TEXT EXCERPT:
━━━━━━━━━━━━━━━━━━━━

Why I Built a Masked Autoencoder (MAE) from Scratch (And How You Can Too)

Let’s be honest: labeling data is the absolute worst part of computer vision.

For years, the standard playbook was to scrape millions of images, pay an army of annotators to draw bounding boxes, and feed them into a supervised Convolutional Neural Network. It worked, but it didn’t scale. Then self-supervised learning (SSL) came along, promising a world where models could learn from raw, unlabeled images. But early contrastive methods like SimCLR and MoCo were notoriously heavy, requiring massive batch sizes and complex, carefully tuned data augmentations.

Then, I read the 2021 paper by Kaiming He and the FAIR team: Masked Autoencoders Are Scalable Vision Learners. Their premise was almost laughably simple: What if we just delete 75% of an image and force a neural network to hallucinate the rest?

It sounded too simple to work. But it didn’t just work — it completely shattered state-of-the-art benchmarks. I knew I had to understand this under the hood, so I decided to build it myself.

You can find my complete, open-source implementation here: ((https://github.com/Alpsource/Visual-Representation-Learning-MAE)).

If you want to understand how Masked Autoencoders (MAE) actually work in code, why they are so unbelievably fast to train, and how you can use my repo to train your own vision foundation models, keep reading.

Reconstruction results after 50 epochs of self-supervised pre-training using L1 Loss. The model successfully hallucinates missing structures such as object bodies and geometric components.

The “Aha!” Moment: Why 75% Masking is the Magic Number

If you’re familiar with Natural Language Processing, you know about BERT. BERT learns by hiding about 15% of the words in a sentence and guessing the blanks.

━━━━━━━━━━━━━━━━━━━━

STATED PROBLEM 1: In the post on building a masked autoencoder, what three things does the writer say readers will learn if they keep reading?
STATED PROBLEM 2: Return every line of the records that contains the word "brick". Case counts.

━━━━━━━━━━━━━━━━━━━━

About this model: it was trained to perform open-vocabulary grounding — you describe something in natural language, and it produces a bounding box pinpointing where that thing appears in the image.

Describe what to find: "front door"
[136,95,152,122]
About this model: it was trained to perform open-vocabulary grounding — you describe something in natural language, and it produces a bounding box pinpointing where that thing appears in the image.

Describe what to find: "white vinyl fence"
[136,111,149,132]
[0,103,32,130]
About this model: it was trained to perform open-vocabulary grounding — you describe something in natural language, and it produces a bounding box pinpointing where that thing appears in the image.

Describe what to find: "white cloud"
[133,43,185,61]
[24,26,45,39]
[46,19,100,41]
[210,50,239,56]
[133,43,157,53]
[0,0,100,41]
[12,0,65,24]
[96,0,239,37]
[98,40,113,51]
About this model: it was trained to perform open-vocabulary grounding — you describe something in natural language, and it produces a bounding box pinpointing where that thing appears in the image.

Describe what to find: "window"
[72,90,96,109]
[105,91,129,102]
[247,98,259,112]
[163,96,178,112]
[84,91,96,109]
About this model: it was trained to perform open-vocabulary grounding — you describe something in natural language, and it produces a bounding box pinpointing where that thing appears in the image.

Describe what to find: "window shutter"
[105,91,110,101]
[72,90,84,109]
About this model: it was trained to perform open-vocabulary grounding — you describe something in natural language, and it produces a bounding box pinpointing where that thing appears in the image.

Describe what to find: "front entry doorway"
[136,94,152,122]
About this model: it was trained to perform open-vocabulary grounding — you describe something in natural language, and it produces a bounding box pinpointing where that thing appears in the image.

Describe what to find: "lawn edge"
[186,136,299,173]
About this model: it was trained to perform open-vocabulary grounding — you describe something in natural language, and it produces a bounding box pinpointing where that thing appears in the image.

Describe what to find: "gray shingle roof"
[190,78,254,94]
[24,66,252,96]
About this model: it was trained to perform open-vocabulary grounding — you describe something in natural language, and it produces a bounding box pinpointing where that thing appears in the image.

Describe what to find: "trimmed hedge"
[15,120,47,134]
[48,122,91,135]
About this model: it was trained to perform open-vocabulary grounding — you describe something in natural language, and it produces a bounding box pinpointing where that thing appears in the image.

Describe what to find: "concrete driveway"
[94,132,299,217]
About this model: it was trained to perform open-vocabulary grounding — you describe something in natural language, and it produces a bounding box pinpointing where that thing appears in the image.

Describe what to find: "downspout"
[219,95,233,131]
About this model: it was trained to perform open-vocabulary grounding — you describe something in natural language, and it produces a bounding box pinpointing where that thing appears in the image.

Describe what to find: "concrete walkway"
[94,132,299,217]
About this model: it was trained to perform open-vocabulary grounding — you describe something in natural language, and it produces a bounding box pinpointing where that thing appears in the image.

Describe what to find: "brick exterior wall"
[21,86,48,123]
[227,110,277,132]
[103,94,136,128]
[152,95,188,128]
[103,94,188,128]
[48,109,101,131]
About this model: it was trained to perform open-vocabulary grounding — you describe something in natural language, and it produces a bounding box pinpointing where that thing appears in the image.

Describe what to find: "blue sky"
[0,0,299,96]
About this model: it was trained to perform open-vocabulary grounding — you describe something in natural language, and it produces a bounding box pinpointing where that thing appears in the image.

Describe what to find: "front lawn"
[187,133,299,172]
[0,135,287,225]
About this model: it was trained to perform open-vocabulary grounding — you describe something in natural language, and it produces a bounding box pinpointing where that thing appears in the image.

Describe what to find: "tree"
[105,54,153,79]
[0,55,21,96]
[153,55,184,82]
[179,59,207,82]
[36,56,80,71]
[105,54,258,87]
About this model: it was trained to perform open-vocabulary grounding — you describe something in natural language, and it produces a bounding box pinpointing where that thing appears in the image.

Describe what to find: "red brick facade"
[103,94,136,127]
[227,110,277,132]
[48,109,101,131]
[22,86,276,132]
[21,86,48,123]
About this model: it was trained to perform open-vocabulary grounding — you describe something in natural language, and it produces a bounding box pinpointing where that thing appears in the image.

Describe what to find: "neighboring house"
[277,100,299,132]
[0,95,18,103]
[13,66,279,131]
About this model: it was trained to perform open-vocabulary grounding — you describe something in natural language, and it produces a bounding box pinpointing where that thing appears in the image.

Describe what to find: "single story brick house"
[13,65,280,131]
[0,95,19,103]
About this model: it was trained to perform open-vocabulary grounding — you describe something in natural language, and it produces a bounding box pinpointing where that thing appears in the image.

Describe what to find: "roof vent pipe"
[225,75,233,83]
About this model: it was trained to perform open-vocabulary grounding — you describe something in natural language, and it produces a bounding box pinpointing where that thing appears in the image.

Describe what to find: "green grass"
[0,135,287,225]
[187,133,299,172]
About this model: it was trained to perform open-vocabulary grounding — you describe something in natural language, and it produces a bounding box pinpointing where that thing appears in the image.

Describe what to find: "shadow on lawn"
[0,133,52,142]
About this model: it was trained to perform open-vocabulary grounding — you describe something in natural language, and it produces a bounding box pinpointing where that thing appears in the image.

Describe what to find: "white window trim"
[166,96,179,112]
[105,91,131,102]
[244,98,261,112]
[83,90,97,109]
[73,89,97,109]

━━━━━━━━━━━━━━━━━━━━

CORRECT RESULT 1:
- How Masked Autoencoders (MAE) actually work in code
- Why they are so unbelievably fast to train
- How you can use the writer's repo to train your own vision foundation models

CORRECT RESULT 2:
Describe what to find: "brick exterior wall"
Describe what to find: "red brick facade"
Describe what to find: "single story brick house"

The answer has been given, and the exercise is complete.